··· DOCUMENT SEGMENT ···
I know that not "everybody advocates" 300g - 400g of protein intake. The point is that people believe that they need such a high protein intake - which is just not true. It has nothing to do with "believe" - it's just pure facts.

It's okay if you "eat more" with steak and chicken - and I agree that it is better than "stuffin your face with fries", but it's just not necessary trying to reacxh 400g protein with shakes and stuff.

It's like overfilling your cars gas tank and believing that it is necessary to drive - sure big cars need more gas but ... yeah, you get the idea.


#7

I'm not trying to create a rule or something - I'm just saying that you can't negate physiological facts/rules.

I'm not saying you should stop eating protein - eat how much you like - if it feels better - go ahead - placebos work great too - but just don't get obsessed with protein intake and dont advocate it as a "must be" in gaining muscle (I know you didn't).


#8

And I do agree you make a valid point. As you noted, many people get hung up on the idea that they need at least 300-400gr of proteine a day to make any kind of progess. Approaching bodybuidling from a more scientific angle and actually calculating how much one is likely to need might improve diet overall (no 4 not-so-tasty shakes a day) or if nothing else it might save the low-cash college students on here some money.


#9

I agree with this. I do however eat more protein, simply because it keeps me full, and stops me wanting to stuff my face with crap food. (I am a fat boy trying to lose weight).

One of my first ever posts was about this very same subject, and I got a fair bit of: 'you're an idiot for not eating enough protein.'

I weighed 270ibs at the time. I know I need to lose about 70lbs, and am slowly doing just that. I had guys telling me I needed to eat 300+ grams of protein a day. My thinking being: 'Why feed 70lbs of fat?' I currently eat approx 200grms a day and I am losing weight, AND getting stronger (shock, horror!!)


#10

It's more to protein synthesis and digestion than simple math.


#11

'Pure facts'? No. You have taken an arbitrary figure for the amount of muscle gained (52lbs a year/1lb a week) and then rather erroneously assumed that this gain is a linear 64g a day. This is almost certainly not what actually happens. Do not mistake your random choices of figures as pure fact. Not everyone can even gain 52lbs of lean mass consistently year after year anyway.

And as matko5 said, there are numerous other factors at play here like protein digestion, absorption and nitrogen balance. These are all likely to vary immensely from person to person. For this reason alone, eating 200g a day might be fine for one person, but woefully insufficient for another.
··· SUPPLIED DATA ···
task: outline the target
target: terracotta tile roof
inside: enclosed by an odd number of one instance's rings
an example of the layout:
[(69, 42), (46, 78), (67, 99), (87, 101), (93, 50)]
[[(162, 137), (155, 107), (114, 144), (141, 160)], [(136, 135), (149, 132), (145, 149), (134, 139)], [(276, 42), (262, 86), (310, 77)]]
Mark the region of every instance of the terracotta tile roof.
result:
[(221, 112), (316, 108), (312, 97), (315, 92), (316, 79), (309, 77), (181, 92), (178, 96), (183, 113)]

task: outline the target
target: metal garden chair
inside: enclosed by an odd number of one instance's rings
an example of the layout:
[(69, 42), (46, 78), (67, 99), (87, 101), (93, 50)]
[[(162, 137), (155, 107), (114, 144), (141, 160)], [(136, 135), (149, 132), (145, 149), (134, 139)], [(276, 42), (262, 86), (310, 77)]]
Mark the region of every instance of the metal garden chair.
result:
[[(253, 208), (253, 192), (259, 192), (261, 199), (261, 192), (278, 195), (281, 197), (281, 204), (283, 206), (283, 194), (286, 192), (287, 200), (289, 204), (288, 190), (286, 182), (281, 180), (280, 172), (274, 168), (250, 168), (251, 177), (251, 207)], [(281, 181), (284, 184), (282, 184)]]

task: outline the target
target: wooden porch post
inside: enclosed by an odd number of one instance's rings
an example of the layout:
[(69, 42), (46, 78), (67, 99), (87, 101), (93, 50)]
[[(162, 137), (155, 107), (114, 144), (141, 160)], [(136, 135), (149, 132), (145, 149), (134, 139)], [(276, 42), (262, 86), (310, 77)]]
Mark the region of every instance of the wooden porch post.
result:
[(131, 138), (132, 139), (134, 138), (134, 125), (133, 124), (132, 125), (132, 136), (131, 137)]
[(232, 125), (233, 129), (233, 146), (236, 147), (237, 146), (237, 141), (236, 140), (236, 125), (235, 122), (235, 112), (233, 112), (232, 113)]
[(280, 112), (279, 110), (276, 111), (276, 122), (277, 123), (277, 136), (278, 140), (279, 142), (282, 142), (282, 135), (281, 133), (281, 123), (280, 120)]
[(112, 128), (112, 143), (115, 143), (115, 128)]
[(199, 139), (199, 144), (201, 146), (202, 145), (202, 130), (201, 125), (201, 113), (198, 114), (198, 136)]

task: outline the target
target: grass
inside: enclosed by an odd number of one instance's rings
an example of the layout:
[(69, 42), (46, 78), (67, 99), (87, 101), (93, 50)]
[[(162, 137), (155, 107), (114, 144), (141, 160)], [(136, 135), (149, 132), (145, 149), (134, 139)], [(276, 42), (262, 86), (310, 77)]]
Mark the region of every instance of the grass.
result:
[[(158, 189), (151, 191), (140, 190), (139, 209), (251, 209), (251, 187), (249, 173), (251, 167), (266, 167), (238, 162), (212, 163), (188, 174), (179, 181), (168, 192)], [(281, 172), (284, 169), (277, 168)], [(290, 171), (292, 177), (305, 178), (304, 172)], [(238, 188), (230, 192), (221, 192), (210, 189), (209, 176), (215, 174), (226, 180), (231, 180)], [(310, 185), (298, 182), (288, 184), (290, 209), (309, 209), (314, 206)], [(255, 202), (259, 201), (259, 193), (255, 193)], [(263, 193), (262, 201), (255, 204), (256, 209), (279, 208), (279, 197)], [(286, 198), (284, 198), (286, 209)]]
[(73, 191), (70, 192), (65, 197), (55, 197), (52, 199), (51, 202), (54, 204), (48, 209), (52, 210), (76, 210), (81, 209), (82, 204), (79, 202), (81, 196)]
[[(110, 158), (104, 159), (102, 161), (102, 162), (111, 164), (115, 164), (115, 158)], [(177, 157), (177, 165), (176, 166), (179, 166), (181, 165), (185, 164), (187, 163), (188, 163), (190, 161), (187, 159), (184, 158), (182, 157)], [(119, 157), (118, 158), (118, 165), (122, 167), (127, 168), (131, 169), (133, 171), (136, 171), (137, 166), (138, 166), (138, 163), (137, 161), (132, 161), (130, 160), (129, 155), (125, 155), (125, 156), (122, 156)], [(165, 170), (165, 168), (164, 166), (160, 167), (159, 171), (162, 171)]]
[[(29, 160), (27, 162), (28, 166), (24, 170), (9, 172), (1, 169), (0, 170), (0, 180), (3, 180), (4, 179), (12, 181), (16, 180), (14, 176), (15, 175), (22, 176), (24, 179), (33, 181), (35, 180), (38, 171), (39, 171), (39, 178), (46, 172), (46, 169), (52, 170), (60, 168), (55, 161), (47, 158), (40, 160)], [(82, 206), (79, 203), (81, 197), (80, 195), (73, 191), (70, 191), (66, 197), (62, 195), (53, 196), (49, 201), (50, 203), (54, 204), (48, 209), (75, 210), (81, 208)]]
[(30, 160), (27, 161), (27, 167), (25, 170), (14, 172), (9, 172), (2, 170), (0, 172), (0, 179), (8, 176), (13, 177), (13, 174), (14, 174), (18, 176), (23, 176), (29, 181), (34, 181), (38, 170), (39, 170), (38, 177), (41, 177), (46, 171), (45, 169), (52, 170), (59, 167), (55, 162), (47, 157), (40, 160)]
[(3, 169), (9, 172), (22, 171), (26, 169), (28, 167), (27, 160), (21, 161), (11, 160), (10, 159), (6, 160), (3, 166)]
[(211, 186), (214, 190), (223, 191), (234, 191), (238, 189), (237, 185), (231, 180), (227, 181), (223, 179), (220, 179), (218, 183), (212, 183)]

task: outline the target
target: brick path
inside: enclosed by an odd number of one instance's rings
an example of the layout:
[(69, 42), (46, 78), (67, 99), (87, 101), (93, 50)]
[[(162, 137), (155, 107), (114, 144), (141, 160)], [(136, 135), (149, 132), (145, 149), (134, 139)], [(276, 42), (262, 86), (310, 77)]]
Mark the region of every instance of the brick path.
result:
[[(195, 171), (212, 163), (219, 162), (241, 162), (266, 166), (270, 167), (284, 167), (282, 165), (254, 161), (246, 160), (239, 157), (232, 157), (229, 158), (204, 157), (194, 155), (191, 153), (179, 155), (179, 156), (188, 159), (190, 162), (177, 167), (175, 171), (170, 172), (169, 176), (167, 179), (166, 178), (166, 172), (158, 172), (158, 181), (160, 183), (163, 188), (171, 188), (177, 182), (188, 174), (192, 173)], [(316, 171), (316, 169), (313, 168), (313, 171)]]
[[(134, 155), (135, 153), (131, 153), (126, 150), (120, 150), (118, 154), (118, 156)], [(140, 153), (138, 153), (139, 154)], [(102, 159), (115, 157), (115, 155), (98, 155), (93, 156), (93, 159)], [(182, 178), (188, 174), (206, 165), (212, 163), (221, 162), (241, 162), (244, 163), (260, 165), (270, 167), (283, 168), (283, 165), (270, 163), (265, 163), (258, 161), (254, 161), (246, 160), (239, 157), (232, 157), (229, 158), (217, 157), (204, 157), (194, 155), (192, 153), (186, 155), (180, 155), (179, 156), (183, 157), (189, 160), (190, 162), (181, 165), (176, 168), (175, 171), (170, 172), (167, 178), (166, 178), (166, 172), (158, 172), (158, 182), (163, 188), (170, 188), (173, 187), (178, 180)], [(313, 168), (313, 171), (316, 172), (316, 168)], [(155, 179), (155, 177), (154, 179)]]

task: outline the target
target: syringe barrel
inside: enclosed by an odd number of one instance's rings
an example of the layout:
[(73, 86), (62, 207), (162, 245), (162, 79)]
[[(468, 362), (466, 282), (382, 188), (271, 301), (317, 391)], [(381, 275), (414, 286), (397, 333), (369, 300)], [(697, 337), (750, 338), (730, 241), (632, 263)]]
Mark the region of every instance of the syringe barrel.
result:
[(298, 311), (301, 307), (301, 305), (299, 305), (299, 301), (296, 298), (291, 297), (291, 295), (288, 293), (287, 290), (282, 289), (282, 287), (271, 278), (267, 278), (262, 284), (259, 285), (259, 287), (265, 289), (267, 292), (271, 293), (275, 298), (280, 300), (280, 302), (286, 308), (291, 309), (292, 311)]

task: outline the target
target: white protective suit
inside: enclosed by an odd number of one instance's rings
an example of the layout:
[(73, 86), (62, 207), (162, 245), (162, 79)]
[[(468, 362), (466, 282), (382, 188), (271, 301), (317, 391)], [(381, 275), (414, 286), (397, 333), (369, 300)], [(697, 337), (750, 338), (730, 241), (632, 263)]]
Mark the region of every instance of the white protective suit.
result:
···
§ THINGS TO DO:
• A. In the protein intake discussion, write out the passage from "I weighed 270ibs" to "than simple math.".
• B. In the protein intake discussion, how much protein does the writer of the post marked #9 currently eat per day?
• C. Write what comes next in the forum thread on protein intake, picking up after its final sentence.
The items have nothing to do with the forum discussion about protein intake.

§ ANSWERS FOR THE TASKS:
• A.
I weighed 270ibs at the time. I know I need to lose about 70lbs, and am slowly doing just that. I had guys telling me I needed to eat 300+ grams of protein a day. My thinking being: 'Why feed 70lbs of fat?' I currently eat approx 200grms a day and I am losing weight, AND getting stronger (shock, horror!!)


#10

It's more to protein synthesis and digestion than simple math.

• B. Approximately 200 grams a day.

• C.
That being said, if your point was to say that not everyone needs to eat 300-400g of protein a day, then you are correct. But no-one was saying that anyway.


#12

Class of 2009 fail.

Yes, sure that 64g/day or 450g/week is going to all go into build muscle. Forget all the extra energy needed to actually move around and live, during the day and night. What about the energy spent actually lifting weights? No sir, that doesn't count, does it? Because we've perfected the art of human science down to a T, haven't we? You should probably consider those magic 256 calories of protein will be converted to energy.

Find me 1 person with an appreciative amount of muscle mass that built it on 180g of protein a day.


#13

ok, as a former fat boy, i'll get a larger portion of my calories from carbohydrates. thanks for the advice!!


#14

Protein doesn't simply accumulate and occupy space in your body like pennies in a jar.


#15

"Everybody needs more protein !"


#16

Protein synthesis and muscle repair is slightly more complicated than 100% of your protein intake is dedicated to muscle repair and building.


#17

If you have any muscles you have to eat protein just to keep that, not to mention how much you need if you want to build muscles.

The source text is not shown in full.